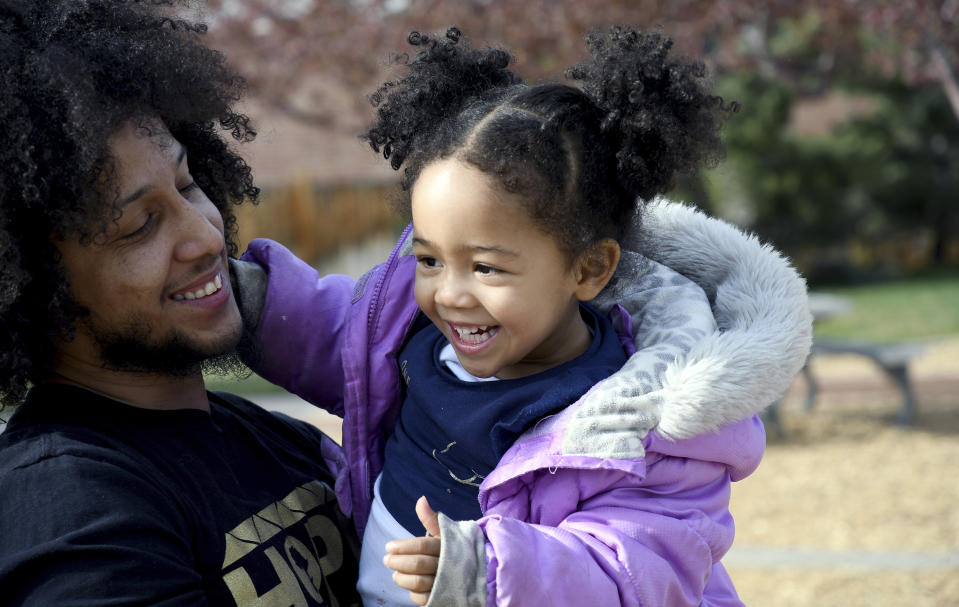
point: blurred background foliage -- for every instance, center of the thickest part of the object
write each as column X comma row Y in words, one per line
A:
column 845, row 154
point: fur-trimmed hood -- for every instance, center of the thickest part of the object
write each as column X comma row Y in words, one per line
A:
column 713, row 351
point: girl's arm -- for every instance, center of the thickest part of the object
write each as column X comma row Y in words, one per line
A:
column 654, row 542
column 299, row 322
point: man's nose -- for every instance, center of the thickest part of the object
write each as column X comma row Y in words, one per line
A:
column 199, row 230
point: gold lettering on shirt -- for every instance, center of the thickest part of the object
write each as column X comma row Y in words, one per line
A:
column 300, row 566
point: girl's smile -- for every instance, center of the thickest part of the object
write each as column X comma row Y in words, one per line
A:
column 500, row 289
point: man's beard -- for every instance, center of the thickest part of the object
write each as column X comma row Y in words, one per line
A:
column 131, row 348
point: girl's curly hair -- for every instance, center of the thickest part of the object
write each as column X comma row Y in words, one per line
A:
column 582, row 158
column 72, row 72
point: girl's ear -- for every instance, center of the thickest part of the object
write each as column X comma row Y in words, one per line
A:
column 595, row 267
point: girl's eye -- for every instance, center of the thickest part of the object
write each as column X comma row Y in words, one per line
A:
column 428, row 262
column 142, row 230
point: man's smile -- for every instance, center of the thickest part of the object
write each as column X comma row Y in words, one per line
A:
column 207, row 289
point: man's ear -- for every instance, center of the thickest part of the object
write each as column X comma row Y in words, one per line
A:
column 595, row 267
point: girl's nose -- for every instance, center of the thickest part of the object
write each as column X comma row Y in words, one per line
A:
column 453, row 292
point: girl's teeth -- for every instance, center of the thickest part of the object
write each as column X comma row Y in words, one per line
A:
column 475, row 336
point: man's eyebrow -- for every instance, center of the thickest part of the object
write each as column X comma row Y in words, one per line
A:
column 472, row 247
column 144, row 189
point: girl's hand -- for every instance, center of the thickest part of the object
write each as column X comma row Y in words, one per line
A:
column 415, row 561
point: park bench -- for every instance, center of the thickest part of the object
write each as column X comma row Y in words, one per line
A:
column 893, row 359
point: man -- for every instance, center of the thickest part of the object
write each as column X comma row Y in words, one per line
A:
column 122, row 480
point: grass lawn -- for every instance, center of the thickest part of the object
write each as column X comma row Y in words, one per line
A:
column 909, row 309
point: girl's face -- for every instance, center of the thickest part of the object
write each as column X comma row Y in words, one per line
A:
column 498, row 287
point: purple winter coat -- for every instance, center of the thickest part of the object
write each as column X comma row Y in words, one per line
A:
column 620, row 499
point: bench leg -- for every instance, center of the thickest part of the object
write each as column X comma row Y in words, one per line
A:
column 771, row 420
column 811, row 388
column 900, row 374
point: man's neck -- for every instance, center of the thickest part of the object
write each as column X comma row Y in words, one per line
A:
column 145, row 390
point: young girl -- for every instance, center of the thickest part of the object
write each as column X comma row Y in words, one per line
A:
column 550, row 490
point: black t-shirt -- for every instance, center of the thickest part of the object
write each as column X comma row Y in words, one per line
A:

______

> _OBJECTIVE_:
Repeat the records above exactly, omitting every picture.

> _CORRECT OUTPUT_:
point: blurred background foliage -- for every instance, center of the thickest part of the object
write each as column X comma row Y in words, one per line
A:
column 845, row 154
point: fur-trimmed hood -- for every instance, center of the thickest part of the object
write each as column X comma row Y in words, one per line
A:
column 713, row 351
point: girl's arm -- for every instance, center of the thickest part of the object
write each as column X comma row Y in words, one per line
A:
column 654, row 542
column 299, row 322
point: man's nose -- for every instance, center of the thickest part of the object
write each as column X comma row Y in words, one per line
A:
column 199, row 230
point: gold lettering on shirt -- for every instance, center of the thickest part of the object
write each as column X comma row Y in words, one per line
A:
column 300, row 566
point: girl's smile -- for every instance, center of the thickest part of the object
write each as column X comma row Y in words, one per line
A:
column 500, row 289
point: man's beard -- for every instance, center of the thickest part of the object
write each as column X comma row Y in words, one per line
A:
column 131, row 348
point: girl's curly hair -- for every instance, center of the thickest part of the object
write each as column X comma row Y in words, one per line
A:
column 582, row 158
column 72, row 72
point: girl's ear -- for every instance, center of the thickest part of the object
write each as column X comma row Y in words, one per line
A:
column 595, row 267
point: girl's eye -- for every instance, center of the thickest part of the object
write each as column X comma row Y in words, one per line
A:
column 428, row 262
column 142, row 230
point: man's smile -- for every instance, center of the thickest part of the object
write each as column X comma row Y in words, one per line
A:
column 207, row 289
point: man's ear -- for every instance, center of the thickest part of the object
write each as column X comma row Y in words, one per line
A:
column 595, row 267
point: girl's nose -- for every instance, center of the thickest part of the object
write each as column X comma row Y in words, one per line
A:
column 453, row 292
point: girl's teeth -- for every instance, center of the thickest part of the object
write each as column X comma row Y in words, one per line
A:
column 475, row 336
point: man's eyebrow -- for every instance, center of the thickest part of the object
write each as column X comma row Y in words, one per line
A:
column 472, row 247
column 144, row 189
point: girl's hand -- for every instance, center of the thickest part of the object
write each as column X comma row Y in words, one per line
A:
column 415, row 561
point: park bench -- for every instance, center of the thickest part of the object
write each as column X comma row Y in words, one per line
A:
column 893, row 359
point: man -- for every instance, center of the thickest part of the object
write each as column X comma row Y in words, one per line
A:
column 122, row 480
point: grass lawn -- for every instance, center of the thickest part of the object
write each as column X comma row Y in words, one per line
A:
column 909, row 309
point: girl's face -- for every instance, center of the thickest part of the object
write each as column X comma row Y in words, one per line
A:
column 498, row 287
point: purple winter coat -- for every instance, center of the thickest part of the object
write each as column X comma row Y in words, one per line
A:
column 620, row 499
point: bench leg -- for every instance, center of the thickest part of the object
write each as column X comma row Y in words, one per line
A:
column 771, row 420
column 811, row 388
column 900, row 374
point: man's neck -- for every instance, center of the thickest part of the object
write each as column X comma row Y in words, one per line
A:
column 145, row 390
point: young girl -- for every instance, center of the thickest part of the object
write each as column X comma row Y in words, one per line
A:
column 550, row 490
point: black t-shirt -- for every instance, center of the thickest part of the object
write each as column X comma row Y in words, one per line
A:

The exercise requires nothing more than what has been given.